Task to carry out -
Gather every line of the records below that contains the string "arch". Treat the match as case-sensitive.

Point annotation dataset records:
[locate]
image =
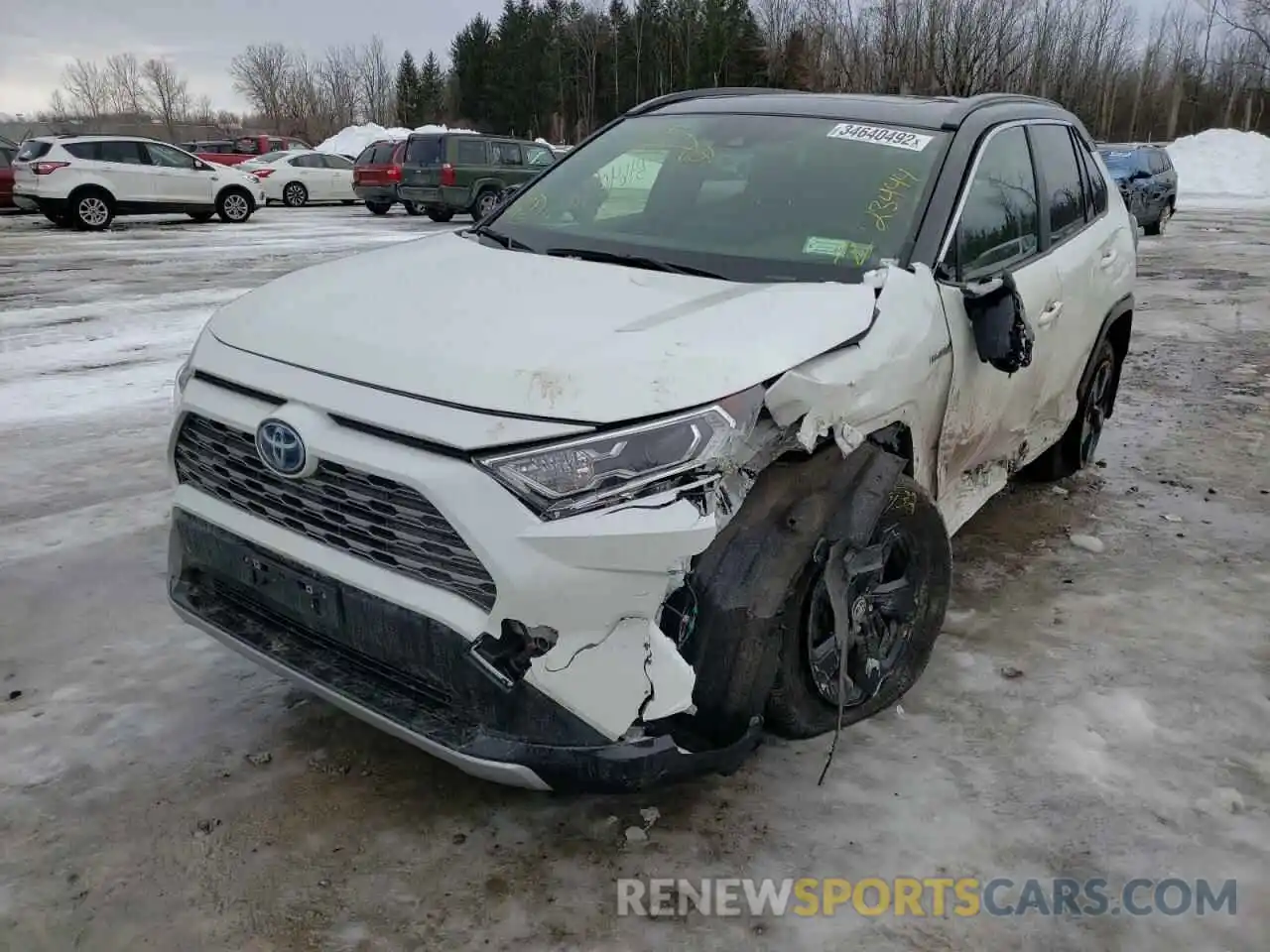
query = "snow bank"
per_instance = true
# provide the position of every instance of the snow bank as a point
(352, 140)
(1222, 167)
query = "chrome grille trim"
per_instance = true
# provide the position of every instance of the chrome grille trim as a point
(373, 518)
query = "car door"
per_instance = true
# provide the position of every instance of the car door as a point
(509, 159)
(997, 230)
(1086, 252)
(312, 173)
(181, 178)
(340, 178)
(127, 167)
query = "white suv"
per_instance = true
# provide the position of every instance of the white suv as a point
(667, 449)
(86, 180)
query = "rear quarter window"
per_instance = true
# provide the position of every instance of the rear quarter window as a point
(470, 151)
(33, 150)
(423, 151)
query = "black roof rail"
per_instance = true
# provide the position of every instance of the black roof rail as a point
(685, 95)
(984, 100)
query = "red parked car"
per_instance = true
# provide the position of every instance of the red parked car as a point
(231, 151)
(8, 150)
(376, 175)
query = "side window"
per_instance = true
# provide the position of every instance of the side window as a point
(1000, 225)
(33, 149)
(122, 151)
(1065, 198)
(538, 155)
(168, 158)
(84, 150)
(470, 151)
(1096, 185)
(507, 154)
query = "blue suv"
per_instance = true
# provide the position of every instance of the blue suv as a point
(1147, 181)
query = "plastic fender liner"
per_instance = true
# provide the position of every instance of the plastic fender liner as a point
(743, 579)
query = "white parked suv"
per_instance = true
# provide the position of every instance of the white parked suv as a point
(86, 180)
(667, 451)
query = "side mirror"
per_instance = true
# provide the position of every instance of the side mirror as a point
(1002, 334)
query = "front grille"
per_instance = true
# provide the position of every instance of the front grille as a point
(362, 515)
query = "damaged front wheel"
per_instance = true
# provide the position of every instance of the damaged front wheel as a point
(896, 592)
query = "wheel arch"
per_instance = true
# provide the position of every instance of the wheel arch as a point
(236, 186)
(80, 190)
(1118, 330)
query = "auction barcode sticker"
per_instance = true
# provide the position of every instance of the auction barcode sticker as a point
(880, 135)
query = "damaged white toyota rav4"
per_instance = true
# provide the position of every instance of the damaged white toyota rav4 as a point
(666, 451)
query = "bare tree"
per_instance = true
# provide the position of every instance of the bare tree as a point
(338, 79)
(259, 75)
(126, 86)
(375, 75)
(86, 89)
(59, 111)
(167, 93)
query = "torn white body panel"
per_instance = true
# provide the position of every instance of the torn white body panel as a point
(899, 372)
(633, 671)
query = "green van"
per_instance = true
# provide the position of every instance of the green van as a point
(462, 173)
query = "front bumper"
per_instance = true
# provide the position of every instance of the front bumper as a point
(348, 651)
(595, 579)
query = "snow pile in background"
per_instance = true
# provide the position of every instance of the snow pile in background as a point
(1222, 167)
(352, 140)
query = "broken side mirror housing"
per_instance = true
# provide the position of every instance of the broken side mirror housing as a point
(1002, 334)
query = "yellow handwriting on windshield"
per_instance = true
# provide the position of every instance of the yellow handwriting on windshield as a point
(885, 203)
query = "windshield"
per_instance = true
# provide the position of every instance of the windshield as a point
(744, 197)
(1120, 164)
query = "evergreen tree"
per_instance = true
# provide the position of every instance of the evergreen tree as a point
(407, 91)
(431, 90)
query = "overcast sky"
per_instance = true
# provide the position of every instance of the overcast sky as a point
(40, 37)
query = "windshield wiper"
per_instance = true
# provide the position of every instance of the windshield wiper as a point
(653, 264)
(504, 240)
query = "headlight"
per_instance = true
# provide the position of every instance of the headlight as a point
(178, 385)
(594, 471)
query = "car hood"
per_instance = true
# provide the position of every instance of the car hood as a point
(453, 320)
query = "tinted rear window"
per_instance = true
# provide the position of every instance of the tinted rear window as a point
(33, 150)
(425, 150)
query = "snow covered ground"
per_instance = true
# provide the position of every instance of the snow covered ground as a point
(1086, 712)
(1222, 168)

Correct answer -
query = "wheel arch"
# provide the position of every instance of the wheel arch as a point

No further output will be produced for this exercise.